Dataset rows –
###
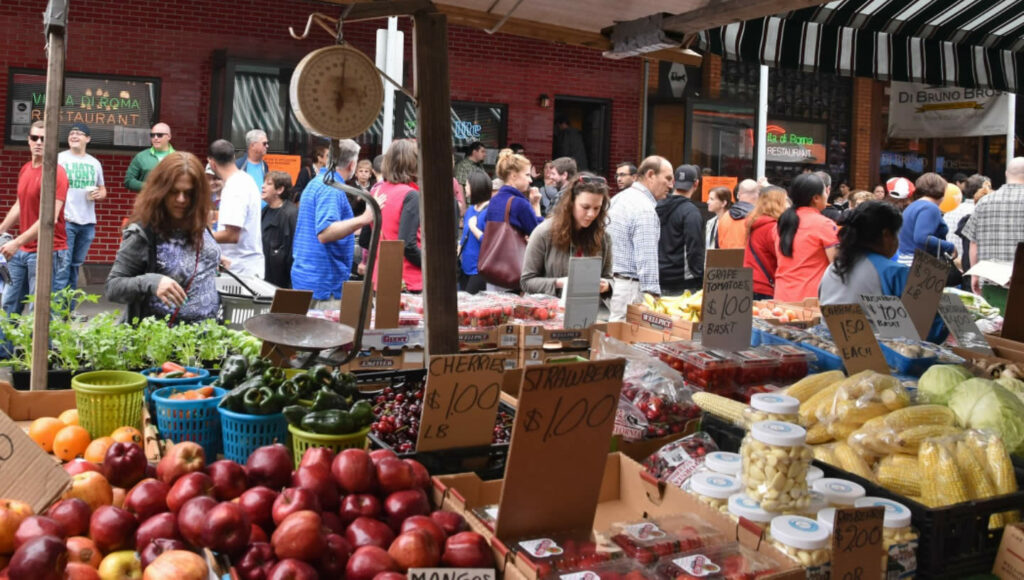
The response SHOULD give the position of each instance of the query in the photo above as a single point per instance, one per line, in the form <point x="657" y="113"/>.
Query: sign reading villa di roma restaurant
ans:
<point x="793" y="141"/>
<point x="119" y="111"/>
<point x="922" y="111"/>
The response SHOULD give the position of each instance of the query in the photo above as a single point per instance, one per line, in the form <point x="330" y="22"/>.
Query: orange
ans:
<point x="97" y="449"/>
<point x="127" y="435"/>
<point x="43" y="429"/>
<point x="69" y="417"/>
<point x="71" y="442"/>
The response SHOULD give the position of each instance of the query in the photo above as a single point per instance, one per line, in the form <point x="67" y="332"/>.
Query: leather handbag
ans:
<point x="502" y="252"/>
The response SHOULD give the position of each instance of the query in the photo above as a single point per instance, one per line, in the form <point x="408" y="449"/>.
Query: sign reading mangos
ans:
<point x="119" y="111"/>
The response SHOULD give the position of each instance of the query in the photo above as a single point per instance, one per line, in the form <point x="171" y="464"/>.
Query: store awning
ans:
<point x="967" y="43"/>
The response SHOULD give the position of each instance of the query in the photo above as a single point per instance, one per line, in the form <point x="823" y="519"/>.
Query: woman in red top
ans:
<point x="762" y="238"/>
<point x="399" y="201"/>
<point x="807" y="241"/>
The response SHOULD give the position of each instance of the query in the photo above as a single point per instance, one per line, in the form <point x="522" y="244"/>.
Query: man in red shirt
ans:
<point x="20" y="252"/>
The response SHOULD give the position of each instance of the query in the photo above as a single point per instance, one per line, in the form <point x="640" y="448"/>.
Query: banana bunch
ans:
<point x="686" y="305"/>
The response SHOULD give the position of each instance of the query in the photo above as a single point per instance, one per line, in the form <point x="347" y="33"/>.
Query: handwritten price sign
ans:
<point x="924" y="288"/>
<point x="460" y="402"/>
<point x="854" y="338"/>
<point x="561" y="433"/>
<point x="889" y="317"/>
<point x="857" y="543"/>
<point x="725" y="314"/>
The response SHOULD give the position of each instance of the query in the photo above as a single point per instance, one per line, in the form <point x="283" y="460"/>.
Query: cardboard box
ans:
<point x="1010" y="560"/>
<point x="406" y="359"/>
<point x="626" y="494"/>
<point x="640" y="315"/>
###
Return all of the entries exactly as written, but drop any pictures they hold.

The response SHOULD give the position of each instance of the query in the photo above as a single point per instance, one per line, in the form <point x="657" y="113"/>.
Query: sign reading villa di roma restaurant
ans:
<point x="793" y="141"/>
<point x="119" y="111"/>
<point x="922" y="111"/>
The response SHOULD give the position of each instance of the query in the photo above as a single point per instance, one per line, in the form <point x="330" y="22"/>.
Query: orange
ans:
<point x="97" y="449"/>
<point x="127" y="435"/>
<point x="43" y="429"/>
<point x="69" y="417"/>
<point x="71" y="442"/>
The response SHOULD give the position of each instance of the query in the photo above as a single point per instance, one per line, in the form <point x="67" y="332"/>.
Query: leather handbag
ans:
<point x="502" y="252"/>
The response SHOULD give the position of each instance of the query in the photo above as a single point per instance, one per line, in the form <point x="408" y="449"/>.
Query: sign reading mangos
ans:
<point x="119" y="111"/>
The response SHOULD give the position of each instance of the query in the photo above as a single point per instance, one per line, in the form <point x="171" y="464"/>.
Query: store awning
ans:
<point x="967" y="43"/>
The response SHOULD give the position of each instance of the query in the photo above as a single point per instance, one per line, in the form <point x="823" y="519"/>.
Query: woman in red top
ans:
<point x="762" y="238"/>
<point x="399" y="201"/>
<point x="807" y="241"/>
The response SHOULD give the position of each instance of the query in the photo above as a single point per instance, one per line, in the form <point x="522" y="244"/>.
Query: man in red shirt
ans:
<point x="20" y="252"/>
The response SHOULD give the position of each instance of the query in the photo above as a single point per instance, one per line, in the form <point x="640" y="448"/>.
Query: banana bunch
ans:
<point x="686" y="305"/>
The response SHOULD give the position of each instance of the query in the photo above as a single point per instance, one per line, in the form <point x="347" y="33"/>.
Query: handwritten price sign
ans:
<point x="924" y="288"/>
<point x="460" y="402"/>
<point x="854" y="338"/>
<point x="561" y="433"/>
<point x="889" y="317"/>
<point x="857" y="543"/>
<point x="725" y="314"/>
The response SHOULD give the position of each instance of the query in the photo above as a single point per instance, one per line, in the form <point x="283" y="460"/>.
Query: cardboard box
ans:
<point x="1010" y="560"/>
<point x="406" y="359"/>
<point x="626" y="494"/>
<point x="640" y="315"/>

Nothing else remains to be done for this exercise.